- _Task_:
Of all the lines below, return only those starting with the line holding "x=471, y=251" and going on through the line holding "x=329, y=144", exactly as written.

- _Provided information_:
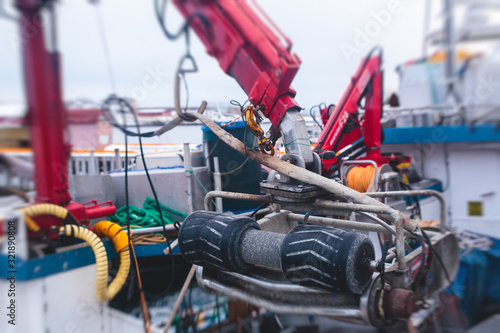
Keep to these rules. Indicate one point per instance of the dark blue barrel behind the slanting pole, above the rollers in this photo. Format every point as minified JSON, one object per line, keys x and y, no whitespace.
{"x":239,"y":174}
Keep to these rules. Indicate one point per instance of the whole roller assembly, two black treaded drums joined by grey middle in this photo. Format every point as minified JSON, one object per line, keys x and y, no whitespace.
{"x":313,"y":256}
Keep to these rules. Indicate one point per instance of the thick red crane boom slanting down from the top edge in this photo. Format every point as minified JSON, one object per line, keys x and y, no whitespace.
{"x":248,"y":50}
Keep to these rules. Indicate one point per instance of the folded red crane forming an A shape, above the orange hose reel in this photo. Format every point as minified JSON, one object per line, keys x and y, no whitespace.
{"x":344,"y":127}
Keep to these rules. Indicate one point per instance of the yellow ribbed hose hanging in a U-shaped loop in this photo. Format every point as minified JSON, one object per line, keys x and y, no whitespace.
{"x":103,"y":291}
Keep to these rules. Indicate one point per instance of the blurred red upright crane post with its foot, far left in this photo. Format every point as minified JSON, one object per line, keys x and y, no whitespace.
{"x":47,"y":119}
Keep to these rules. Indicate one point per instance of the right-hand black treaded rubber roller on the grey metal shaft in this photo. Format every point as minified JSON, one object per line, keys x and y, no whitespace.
{"x":327,"y":258}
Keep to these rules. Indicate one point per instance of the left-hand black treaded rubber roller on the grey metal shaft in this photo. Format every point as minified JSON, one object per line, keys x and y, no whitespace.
{"x":213,"y":240}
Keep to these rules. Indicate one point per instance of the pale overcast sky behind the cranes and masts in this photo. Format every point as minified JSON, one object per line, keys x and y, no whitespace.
{"x":321,"y":30}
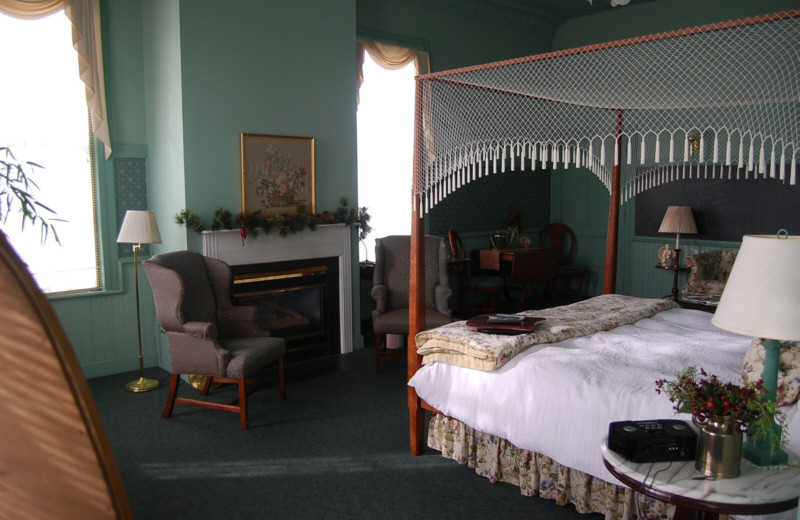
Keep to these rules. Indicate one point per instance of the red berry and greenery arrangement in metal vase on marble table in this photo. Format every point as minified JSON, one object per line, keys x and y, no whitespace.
{"x":705,"y":396}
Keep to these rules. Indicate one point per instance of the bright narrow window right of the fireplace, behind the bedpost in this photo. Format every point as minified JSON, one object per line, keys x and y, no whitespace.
{"x":385,"y":150}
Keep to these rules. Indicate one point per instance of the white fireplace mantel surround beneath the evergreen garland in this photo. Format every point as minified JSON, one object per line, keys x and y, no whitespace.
{"x":330,"y":240}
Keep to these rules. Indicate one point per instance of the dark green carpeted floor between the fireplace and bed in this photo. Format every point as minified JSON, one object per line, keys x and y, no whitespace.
{"x":336,"y":448}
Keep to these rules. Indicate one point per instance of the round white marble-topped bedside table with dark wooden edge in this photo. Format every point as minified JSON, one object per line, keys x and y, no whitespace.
{"x":757,"y":491}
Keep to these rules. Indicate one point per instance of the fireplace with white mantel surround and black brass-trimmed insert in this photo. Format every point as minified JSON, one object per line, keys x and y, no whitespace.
{"x":304,"y":258}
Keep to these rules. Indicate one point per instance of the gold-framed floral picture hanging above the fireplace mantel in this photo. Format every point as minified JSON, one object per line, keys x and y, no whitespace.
{"x":277,"y":174}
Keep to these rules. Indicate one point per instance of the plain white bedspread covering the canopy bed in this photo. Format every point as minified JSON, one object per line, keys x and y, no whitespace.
{"x":559,"y":399}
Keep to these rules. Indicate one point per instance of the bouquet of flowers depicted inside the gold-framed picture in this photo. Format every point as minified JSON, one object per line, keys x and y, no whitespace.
{"x":279,"y":180}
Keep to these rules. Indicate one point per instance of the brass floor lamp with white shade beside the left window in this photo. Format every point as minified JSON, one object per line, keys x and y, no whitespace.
{"x":139,"y":227}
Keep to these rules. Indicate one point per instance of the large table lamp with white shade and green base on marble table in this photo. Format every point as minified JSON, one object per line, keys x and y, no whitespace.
{"x":762,"y":299}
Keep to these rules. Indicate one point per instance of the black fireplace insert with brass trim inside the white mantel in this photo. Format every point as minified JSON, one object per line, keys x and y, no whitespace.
{"x":295,"y":300}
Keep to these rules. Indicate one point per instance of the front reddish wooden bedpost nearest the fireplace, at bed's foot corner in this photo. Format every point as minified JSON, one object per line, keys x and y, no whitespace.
{"x":416,"y":282}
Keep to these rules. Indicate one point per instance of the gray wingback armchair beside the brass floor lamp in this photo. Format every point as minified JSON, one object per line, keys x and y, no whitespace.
{"x":207,"y":335}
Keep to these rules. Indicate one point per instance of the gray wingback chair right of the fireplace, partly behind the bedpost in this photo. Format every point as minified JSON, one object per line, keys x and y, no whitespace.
{"x":391,"y":286}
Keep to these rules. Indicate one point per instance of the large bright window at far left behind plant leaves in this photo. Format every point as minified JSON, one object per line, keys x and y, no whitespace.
{"x":44,"y":118}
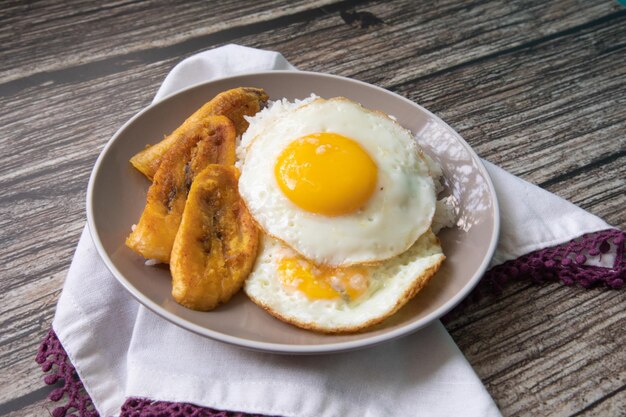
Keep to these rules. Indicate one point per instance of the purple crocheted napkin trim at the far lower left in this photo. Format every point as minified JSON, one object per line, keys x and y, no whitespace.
{"x":53,"y":359}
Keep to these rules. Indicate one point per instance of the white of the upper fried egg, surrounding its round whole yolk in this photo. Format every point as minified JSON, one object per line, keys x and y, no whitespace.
{"x":400,"y":210}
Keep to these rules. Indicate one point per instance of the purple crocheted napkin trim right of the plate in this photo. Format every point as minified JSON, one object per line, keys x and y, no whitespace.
{"x":574,"y":262}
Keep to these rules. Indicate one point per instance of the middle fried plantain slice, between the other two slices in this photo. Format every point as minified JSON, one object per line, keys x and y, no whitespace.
{"x":211,"y":141}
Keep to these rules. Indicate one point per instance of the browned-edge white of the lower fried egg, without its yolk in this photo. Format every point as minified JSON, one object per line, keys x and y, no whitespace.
{"x":391,"y":285}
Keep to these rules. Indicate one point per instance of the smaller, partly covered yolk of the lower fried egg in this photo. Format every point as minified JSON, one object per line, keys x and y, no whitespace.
{"x":323,"y":282}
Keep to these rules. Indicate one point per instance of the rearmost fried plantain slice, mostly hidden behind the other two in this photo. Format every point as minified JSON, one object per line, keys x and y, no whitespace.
{"x":234,"y":104}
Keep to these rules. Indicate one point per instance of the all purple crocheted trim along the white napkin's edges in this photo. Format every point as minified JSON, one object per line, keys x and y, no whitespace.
{"x":574,"y":262}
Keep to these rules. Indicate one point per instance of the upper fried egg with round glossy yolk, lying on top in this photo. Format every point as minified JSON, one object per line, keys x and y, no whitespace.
{"x":337,"y":183}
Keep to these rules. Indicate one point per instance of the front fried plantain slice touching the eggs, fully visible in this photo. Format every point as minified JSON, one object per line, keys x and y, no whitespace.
{"x":216,"y":244}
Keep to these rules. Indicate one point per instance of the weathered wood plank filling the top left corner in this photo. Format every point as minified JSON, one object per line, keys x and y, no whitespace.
{"x":49,"y":35}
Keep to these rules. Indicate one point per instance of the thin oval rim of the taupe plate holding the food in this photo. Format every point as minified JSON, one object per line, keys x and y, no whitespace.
{"x":283,"y":348}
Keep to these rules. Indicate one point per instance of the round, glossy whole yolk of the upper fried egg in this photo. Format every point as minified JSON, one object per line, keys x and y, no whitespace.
{"x":326,"y":173}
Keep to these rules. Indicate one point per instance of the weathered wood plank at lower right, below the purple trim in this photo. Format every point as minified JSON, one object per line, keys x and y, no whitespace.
{"x":557,"y":353}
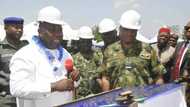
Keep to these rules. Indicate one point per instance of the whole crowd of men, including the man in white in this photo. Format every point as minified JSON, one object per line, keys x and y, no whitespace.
{"x":33,"y":68}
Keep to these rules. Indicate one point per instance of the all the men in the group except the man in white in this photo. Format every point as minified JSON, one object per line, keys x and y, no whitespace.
{"x":123,"y":61}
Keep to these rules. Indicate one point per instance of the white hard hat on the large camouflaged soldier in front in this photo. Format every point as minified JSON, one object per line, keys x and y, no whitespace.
{"x":131,"y":19}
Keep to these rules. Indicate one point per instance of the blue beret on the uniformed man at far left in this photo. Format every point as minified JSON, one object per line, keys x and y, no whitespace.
{"x":13,"y":20}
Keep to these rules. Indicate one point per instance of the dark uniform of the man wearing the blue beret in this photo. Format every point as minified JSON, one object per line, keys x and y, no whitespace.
{"x":6,"y":51}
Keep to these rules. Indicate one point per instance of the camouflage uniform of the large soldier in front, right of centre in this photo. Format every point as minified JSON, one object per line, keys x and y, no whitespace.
{"x":131,"y":67}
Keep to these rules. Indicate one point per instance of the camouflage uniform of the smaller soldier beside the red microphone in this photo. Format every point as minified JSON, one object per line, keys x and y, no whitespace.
{"x":88,"y":72}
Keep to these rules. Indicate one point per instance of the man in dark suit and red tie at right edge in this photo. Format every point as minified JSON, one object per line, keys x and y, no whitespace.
{"x":181,"y":66}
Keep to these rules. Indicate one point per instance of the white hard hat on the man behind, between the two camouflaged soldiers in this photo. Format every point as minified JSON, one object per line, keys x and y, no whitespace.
{"x":106,"y":25}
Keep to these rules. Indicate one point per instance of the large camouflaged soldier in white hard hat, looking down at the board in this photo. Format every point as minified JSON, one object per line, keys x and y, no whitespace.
{"x":130,"y":62}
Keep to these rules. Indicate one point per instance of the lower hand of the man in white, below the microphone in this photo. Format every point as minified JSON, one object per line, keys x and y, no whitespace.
{"x":62,"y":85}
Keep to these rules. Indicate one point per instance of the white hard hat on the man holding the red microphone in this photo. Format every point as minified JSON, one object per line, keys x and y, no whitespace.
{"x":50,"y":14}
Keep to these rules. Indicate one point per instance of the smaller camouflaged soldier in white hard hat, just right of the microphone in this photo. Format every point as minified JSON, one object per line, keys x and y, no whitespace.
{"x":87,"y":62}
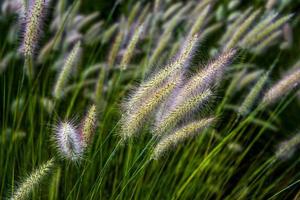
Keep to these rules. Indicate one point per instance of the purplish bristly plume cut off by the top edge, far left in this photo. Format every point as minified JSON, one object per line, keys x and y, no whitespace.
{"x":33,"y":23}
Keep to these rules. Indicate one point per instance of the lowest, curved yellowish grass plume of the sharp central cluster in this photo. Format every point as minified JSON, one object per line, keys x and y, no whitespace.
{"x":190,"y":130}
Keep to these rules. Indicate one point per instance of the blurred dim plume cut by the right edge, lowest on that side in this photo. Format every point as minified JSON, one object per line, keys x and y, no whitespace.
{"x":287,"y":148}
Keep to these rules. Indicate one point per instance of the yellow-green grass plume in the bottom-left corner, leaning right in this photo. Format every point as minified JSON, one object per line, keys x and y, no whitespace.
{"x":33,"y":180}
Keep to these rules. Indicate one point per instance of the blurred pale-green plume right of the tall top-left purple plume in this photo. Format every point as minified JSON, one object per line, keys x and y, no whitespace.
{"x":66,"y":71}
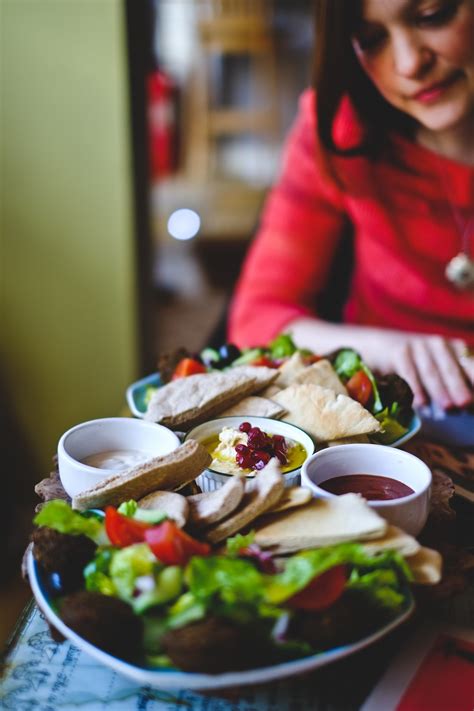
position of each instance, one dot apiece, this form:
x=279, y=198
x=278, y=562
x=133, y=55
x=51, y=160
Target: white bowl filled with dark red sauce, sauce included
x=395, y=483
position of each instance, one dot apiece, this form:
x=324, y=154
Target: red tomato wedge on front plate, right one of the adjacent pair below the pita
x=172, y=546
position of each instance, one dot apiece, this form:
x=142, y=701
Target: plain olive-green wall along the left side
x=68, y=303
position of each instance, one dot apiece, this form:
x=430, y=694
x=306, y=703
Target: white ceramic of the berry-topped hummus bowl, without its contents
x=210, y=480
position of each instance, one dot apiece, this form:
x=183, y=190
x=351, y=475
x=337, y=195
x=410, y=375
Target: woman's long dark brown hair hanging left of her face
x=337, y=73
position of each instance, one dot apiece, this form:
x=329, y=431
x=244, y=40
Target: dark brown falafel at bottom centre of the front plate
x=216, y=645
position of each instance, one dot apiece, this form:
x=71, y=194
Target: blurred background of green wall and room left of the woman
x=138, y=141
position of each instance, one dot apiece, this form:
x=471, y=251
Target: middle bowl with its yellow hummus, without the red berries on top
x=299, y=443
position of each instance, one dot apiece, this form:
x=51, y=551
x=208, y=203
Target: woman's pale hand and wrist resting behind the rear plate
x=437, y=369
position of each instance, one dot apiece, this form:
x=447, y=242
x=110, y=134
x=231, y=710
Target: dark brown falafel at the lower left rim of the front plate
x=105, y=621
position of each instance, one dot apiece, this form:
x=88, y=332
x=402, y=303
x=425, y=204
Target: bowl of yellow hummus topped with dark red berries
x=230, y=443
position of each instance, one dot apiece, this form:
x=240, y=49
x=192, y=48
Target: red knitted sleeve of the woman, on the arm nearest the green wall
x=288, y=262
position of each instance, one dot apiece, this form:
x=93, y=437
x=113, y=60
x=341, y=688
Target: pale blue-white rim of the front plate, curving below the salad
x=174, y=679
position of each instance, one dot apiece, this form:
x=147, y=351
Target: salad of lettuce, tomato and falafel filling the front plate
x=134, y=584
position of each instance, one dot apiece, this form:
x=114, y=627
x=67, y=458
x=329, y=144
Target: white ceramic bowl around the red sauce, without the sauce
x=409, y=513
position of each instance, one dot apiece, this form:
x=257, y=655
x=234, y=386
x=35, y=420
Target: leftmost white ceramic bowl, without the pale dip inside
x=99, y=436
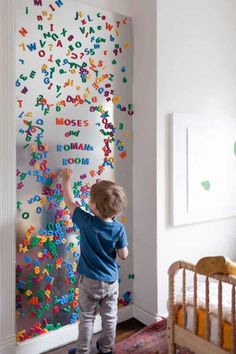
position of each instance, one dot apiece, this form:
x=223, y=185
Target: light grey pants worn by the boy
x=91, y=294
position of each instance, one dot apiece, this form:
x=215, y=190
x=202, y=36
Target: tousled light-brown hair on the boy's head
x=109, y=198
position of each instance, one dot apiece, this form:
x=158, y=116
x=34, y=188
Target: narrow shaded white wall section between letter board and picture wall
x=144, y=152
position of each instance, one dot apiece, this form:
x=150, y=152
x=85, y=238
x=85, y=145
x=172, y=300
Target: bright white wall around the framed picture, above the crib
x=196, y=73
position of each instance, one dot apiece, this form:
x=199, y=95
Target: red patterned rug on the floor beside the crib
x=149, y=340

- _Answer to the exercise_:
x=471, y=251
Target: middle bowl with its yellow hummus, without the red berries on top
x=299, y=443
position of each instance, one dot apiece, this form:
x=51, y=551
x=208, y=203
Target: woman's pale hand and wrist resting behind the rear plate
x=437, y=369
position of each instance, one dot apiece, this form:
x=447, y=242
x=110, y=134
x=231, y=710
Target: dark brown falafel at the lower left rim of the front plate
x=105, y=621
position of each instance, one dot apiece, this form:
x=88, y=332
x=402, y=303
x=425, y=204
Target: bowl of yellow hummus topped with dark red berries
x=230, y=443
position of each instance, one dot apiece, this form:
x=240, y=49
x=192, y=48
Target: red knitted sleeve of the woman, on the arm nearest the green wall
x=288, y=262
position of each instance, one dot apiece, this form:
x=93, y=437
x=113, y=60
x=341, y=688
Target: pale blue-white rim of the front plate, curving below the salad
x=174, y=679
position of each instance, one dot apiece, this form:
x=147, y=351
Target: salad of lettuce, tomato and falafel filling the front plate
x=134, y=584
position of each instance, one dot apiece, this form:
x=114, y=627
x=67, y=458
x=329, y=144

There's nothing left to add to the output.